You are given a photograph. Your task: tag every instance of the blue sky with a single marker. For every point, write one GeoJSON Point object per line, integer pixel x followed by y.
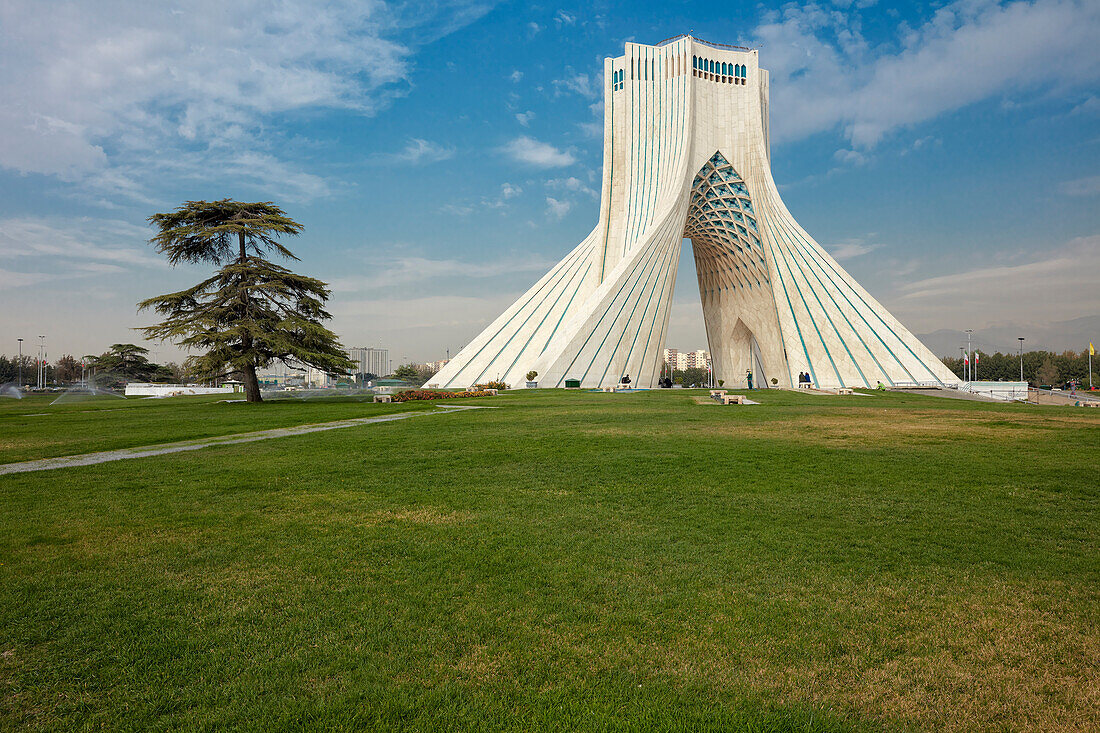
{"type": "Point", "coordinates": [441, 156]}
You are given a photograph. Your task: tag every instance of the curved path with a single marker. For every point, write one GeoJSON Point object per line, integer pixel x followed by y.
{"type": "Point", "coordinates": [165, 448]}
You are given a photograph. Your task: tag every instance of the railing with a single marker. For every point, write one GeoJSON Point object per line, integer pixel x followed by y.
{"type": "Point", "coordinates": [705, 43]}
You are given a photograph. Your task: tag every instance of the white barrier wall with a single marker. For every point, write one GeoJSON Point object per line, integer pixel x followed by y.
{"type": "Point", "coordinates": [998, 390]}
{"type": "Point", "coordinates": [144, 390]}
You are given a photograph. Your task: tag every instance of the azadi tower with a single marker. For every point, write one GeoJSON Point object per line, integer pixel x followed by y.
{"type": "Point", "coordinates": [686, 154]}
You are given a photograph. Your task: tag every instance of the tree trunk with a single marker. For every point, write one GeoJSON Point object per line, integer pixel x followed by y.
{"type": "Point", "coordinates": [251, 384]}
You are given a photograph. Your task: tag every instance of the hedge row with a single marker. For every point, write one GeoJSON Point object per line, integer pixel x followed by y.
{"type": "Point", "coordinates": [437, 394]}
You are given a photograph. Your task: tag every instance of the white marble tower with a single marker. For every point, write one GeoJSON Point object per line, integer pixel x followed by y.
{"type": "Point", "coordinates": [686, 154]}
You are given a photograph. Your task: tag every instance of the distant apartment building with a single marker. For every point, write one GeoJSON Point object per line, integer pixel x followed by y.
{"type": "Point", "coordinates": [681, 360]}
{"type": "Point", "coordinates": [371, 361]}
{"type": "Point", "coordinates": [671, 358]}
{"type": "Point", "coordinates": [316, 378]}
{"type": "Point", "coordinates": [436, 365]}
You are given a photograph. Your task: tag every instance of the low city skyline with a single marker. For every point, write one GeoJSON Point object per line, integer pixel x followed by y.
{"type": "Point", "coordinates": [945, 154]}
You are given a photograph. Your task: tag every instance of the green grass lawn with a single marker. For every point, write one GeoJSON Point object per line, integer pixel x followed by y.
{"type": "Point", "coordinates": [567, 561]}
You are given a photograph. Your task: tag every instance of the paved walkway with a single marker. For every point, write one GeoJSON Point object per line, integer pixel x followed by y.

━━━━━━━━━━

Directions: Repeat the listing above word for word, omitting the pictures.

Answer to this task:
You are given a photograph. Your task: tag every instance of the blue sky with a single marker. For every point, write one GeoJSON Point object per line, integer pixel x followed by y.
{"type": "Point", "coordinates": [441, 156]}
You are given a photograph. Your task: tag every instance of the curved path with a single marker. For every point, write one GeoJSON Point object per line, integer pixel x followed by y.
{"type": "Point", "coordinates": [165, 448]}
You are given a photograph. Your task: tag every instance of the railing with a single marker. For every point, write one GeoJSON Point object per line, integer pixel x followed by y.
{"type": "Point", "coordinates": [705, 43]}
You are given a photograph. Your task: tag every instance of the white barrier wall with a single marker. For every point, write one GeoJSON Point object per line, integer pixel x followed by y.
{"type": "Point", "coordinates": [998, 390]}
{"type": "Point", "coordinates": [144, 390]}
You are given a photograph. Your task: tag every instance of the azadi tower with a single marker. For every point, write one GeoJSON Point object per line, integer pixel x followed by y.
{"type": "Point", "coordinates": [686, 154]}
You are given a photograph. Your task: tag every instance of the tree trunk with a single marker. For every point, write one GeoJSON Point object per line, integer pixel x followed by y.
{"type": "Point", "coordinates": [251, 384]}
You are given a photograph. Your task: tag every instance of the hedge row with a single marker. For every point, write one GeoJSON Point object per line, integer pixel x followed by y.
{"type": "Point", "coordinates": [437, 394]}
You are given a photograph. Your task: tag every instance of the white marble tower with a single marker. For every point, write one GeoJSON Point object per line, integer pixel x followed by y.
{"type": "Point", "coordinates": [686, 154]}
You are given a photograph. Your task: tag every instance of the distant apartment building with a single marker. For every point, write one GeoJSON Point object per line, integer pixel x followed by y.
{"type": "Point", "coordinates": [681, 360]}
{"type": "Point", "coordinates": [371, 361]}
{"type": "Point", "coordinates": [671, 358]}
{"type": "Point", "coordinates": [316, 378]}
{"type": "Point", "coordinates": [436, 365]}
You are given a photograph. Your task: tag every instance of the low city skyline with a single marker. For every point, write one GeoJSON Point object per line, integer pixel x followed by y.
{"type": "Point", "coordinates": [945, 154]}
You are given a photograph. Your task: tag every instance of the green grass lawn with a single marker. For every point, write one GeoJSON Point object per line, integer pixel x followed by y.
{"type": "Point", "coordinates": [567, 561]}
You are given a photograph. Your task: tag every instance of the paved walkway with a single marker. For every point, write one GeoJSON Point object per line, integer pixel x followed by y.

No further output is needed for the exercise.